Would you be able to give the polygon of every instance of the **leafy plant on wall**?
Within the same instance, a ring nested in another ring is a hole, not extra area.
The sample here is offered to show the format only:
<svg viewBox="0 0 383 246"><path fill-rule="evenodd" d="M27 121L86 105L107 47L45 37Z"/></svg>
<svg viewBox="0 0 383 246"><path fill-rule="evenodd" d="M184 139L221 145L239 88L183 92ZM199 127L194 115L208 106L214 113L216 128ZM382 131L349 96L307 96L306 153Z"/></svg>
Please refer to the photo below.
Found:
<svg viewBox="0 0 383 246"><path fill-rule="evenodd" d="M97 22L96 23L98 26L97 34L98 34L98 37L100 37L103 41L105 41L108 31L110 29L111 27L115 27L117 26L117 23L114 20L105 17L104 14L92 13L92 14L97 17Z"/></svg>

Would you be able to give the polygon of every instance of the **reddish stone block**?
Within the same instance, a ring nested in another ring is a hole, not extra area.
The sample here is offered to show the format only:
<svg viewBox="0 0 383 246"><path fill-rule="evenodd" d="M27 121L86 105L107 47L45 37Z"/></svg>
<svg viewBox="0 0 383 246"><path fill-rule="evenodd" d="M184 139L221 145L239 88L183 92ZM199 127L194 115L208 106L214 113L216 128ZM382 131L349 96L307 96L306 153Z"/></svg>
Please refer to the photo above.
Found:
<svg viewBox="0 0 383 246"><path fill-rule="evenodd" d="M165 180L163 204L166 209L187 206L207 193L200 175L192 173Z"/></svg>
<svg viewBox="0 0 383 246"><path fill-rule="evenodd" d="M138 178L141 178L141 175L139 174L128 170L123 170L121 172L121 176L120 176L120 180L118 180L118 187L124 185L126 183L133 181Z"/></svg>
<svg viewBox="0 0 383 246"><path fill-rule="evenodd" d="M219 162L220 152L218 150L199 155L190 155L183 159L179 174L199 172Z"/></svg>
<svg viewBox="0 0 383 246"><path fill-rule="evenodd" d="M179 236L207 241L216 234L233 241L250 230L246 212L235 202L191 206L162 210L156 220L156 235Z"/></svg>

··········

## What you are asked to do
Recast the material above as a numbered list, one item per line, with the blank lines left out.

## The result
1. Would you be able to give the polygon of every instance of the **leafy plant on wall**?
2. Within the same instance, a ring nested in another ring is a hole, not extra area.
3. The sample here is offered to show the format only:
4. <svg viewBox="0 0 383 246"><path fill-rule="evenodd" d="M27 121L86 105L107 47L45 37Z"/></svg>
5. <svg viewBox="0 0 383 246"><path fill-rule="evenodd" d="M184 139L221 145L239 88L183 92ZM199 127L194 115L208 106L214 113L216 128ZM382 131L349 96L307 96L306 153Z"/></svg>
6. Please refer to the photo below.
7. Found:
8. <svg viewBox="0 0 383 246"><path fill-rule="evenodd" d="M97 22L96 23L98 26L97 34L98 34L98 37L100 37L103 41L105 41L108 31L110 29L111 27L115 27L117 26L117 23L114 20L105 17L104 14L92 13L92 14L97 17Z"/></svg>
9. Would you be able to give the polygon of every instance of the **reddish stone block**?
10. Within the same instance, a ring nested in another ring is a hole, not extra area.
11. The sample here is offered to show the format only:
12. <svg viewBox="0 0 383 246"><path fill-rule="evenodd" d="M27 121L86 105L107 47L45 37Z"/></svg>
13. <svg viewBox="0 0 383 246"><path fill-rule="evenodd" d="M184 139L221 145L239 88L183 92ZM199 127L194 115L208 106L214 113L216 128ZM382 131L349 96L307 96L306 153Z"/></svg>
14. Please refer to the photo above.
15. Found:
16. <svg viewBox="0 0 383 246"><path fill-rule="evenodd" d="M165 180L163 204L166 209L187 206L207 193L200 175L192 173Z"/></svg>
17. <svg viewBox="0 0 383 246"><path fill-rule="evenodd" d="M138 178L141 178L141 175L139 174L128 170L123 170L121 172L121 176L120 176L120 180L118 180L118 187L124 185L126 183L133 181Z"/></svg>
18. <svg viewBox="0 0 383 246"><path fill-rule="evenodd" d="M219 162L220 152L218 150L199 155L190 155L183 159L179 174L199 172Z"/></svg>
19. <svg viewBox="0 0 383 246"><path fill-rule="evenodd" d="M179 236L207 241L216 234L233 241L250 230L246 212L235 202L191 206L162 210L156 220L156 235Z"/></svg>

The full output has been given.